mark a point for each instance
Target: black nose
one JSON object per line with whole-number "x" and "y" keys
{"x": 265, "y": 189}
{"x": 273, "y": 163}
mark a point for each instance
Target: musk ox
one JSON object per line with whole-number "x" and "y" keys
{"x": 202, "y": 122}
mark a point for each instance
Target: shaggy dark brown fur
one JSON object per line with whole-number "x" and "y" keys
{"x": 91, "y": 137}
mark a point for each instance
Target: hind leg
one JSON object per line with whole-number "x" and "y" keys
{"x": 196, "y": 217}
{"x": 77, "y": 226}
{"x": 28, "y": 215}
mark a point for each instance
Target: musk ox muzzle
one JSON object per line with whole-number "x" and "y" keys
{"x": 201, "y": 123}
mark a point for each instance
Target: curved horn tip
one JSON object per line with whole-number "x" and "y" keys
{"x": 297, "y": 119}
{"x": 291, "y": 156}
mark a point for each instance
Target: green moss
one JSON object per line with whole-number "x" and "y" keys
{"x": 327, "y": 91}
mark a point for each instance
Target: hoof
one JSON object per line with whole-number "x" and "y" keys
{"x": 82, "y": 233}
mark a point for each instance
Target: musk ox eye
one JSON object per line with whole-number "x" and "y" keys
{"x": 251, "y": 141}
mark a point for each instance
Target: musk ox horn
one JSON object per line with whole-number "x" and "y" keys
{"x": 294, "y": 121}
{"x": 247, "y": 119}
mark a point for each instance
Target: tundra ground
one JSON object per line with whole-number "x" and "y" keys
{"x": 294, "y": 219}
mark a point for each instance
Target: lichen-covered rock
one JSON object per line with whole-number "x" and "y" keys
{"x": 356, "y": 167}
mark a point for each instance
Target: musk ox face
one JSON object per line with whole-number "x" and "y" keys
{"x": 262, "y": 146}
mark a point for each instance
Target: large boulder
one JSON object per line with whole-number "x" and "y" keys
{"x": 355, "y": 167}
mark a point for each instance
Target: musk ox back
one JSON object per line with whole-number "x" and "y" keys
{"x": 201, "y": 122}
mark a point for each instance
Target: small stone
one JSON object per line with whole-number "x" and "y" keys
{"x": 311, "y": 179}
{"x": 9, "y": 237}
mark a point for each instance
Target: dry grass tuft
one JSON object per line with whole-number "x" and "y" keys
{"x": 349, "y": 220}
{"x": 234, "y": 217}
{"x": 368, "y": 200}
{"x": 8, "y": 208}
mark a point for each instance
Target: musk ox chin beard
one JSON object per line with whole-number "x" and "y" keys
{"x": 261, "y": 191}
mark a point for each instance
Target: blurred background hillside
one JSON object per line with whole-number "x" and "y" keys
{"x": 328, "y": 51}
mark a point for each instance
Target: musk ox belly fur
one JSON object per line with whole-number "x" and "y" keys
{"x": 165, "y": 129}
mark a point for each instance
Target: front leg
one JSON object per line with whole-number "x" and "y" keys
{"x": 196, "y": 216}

==

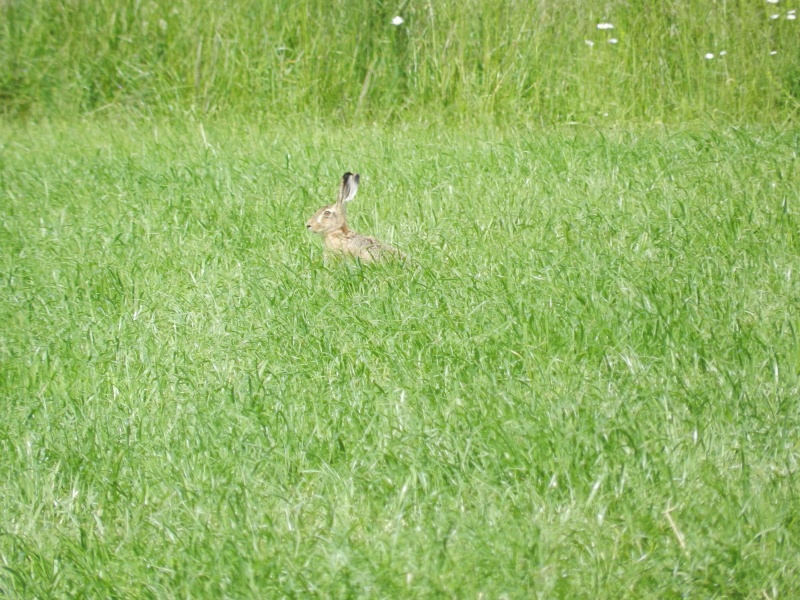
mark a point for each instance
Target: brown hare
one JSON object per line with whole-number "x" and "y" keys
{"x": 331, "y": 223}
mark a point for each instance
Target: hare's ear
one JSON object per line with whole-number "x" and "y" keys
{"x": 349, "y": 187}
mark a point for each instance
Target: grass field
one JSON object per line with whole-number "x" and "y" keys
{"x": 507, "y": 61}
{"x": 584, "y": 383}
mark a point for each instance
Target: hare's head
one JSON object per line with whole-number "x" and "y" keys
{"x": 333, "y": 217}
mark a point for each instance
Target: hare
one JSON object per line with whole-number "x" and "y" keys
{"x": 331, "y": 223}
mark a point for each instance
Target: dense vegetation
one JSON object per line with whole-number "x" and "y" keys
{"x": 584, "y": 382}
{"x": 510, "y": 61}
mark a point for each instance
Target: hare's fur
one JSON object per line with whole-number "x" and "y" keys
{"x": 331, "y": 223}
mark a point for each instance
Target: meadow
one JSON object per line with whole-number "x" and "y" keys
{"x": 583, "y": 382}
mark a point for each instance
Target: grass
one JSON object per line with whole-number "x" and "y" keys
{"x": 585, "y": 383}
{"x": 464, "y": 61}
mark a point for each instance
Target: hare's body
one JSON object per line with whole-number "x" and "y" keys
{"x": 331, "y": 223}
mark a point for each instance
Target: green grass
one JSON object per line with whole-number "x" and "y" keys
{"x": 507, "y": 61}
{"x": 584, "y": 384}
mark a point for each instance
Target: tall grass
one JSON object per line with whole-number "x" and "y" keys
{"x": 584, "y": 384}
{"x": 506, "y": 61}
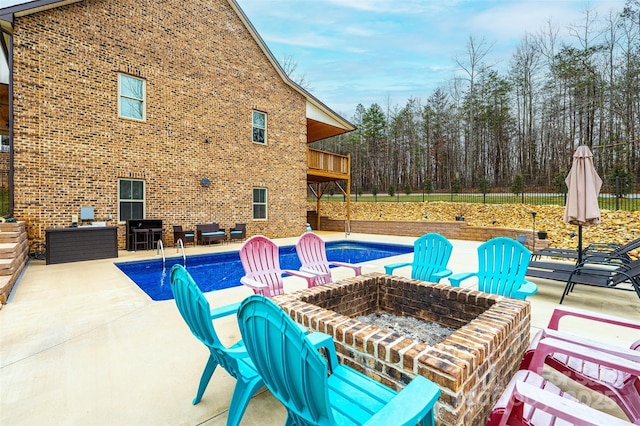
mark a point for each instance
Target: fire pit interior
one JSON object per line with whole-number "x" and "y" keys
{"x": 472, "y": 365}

> [THE EXERCISE]: List every line in the data above that contains the word "musk".

> [CORRECT RESPONSE]:
Target: musk ox
Target: musk ox muzzle
Target: musk ox eye
Target: musk ox horn
Target: musk ox face
Target: musk ox back
Target: musk ox chin beard
Target: musk ox belly fur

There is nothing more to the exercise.